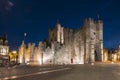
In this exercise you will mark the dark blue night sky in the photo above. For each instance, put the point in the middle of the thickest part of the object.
(35, 17)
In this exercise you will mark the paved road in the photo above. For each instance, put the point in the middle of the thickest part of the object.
(99, 71)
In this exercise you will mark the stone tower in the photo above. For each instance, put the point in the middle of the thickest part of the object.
(57, 34)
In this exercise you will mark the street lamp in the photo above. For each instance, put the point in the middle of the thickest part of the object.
(23, 52)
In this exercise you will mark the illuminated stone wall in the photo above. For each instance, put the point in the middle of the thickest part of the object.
(33, 55)
(82, 46)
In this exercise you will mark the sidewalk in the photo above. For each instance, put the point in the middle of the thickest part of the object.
(25, 69)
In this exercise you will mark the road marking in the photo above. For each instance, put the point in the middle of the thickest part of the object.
(43, 72)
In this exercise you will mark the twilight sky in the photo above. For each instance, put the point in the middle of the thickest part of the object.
(35, 17)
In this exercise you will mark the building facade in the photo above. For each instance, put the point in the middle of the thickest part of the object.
(68, 46)
(82, 46)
|---|
What the exercise asks: Return every one of the records above word for word, leaving out the picture.

In response:
In this exercise you will mark the dark blue night sky in the photo above. For each instance, put the point in the middle of the thickest part of the object.
(35, 17)
In this exercise you will mark the paved road in the photo above. For each instance, put the point in the middle of the thickest part of the object.
(99, 71)
In this exercise you will mark the stone tower in the photo above. For each instance, put the point in the middle of the thickest part of the object.
(57, 34)
In this exercise you will mark the street lamp in the photo above. For each instance, put the point in the middle of the thickest part of the object.
(23, 52)
In this exercise you will mark the illuminated stone wall in the photo above. For each instance, put the point in the middle of the thickest part of the object.
(33, 55)
(82, 46)
In this exercise you will mark the sidewalk in the photo above. For each instance, put the point in the middle of the thickest part of the object.
(25, 69)
In this exercise you will mark the road marking in the photo above. For each instance, put the point in the middle of the thickest part of the object.
(43, 72)
In this exercise you will mark the twilight sky in the photo above. For each instance, put the point in the middle of the thickest part of the object.
(35, 17)
In this exercise you will mark the building facade in the photo above. For each instance, put the point in the middle of the thickest part of the object.
(68, 46)
(82, 46)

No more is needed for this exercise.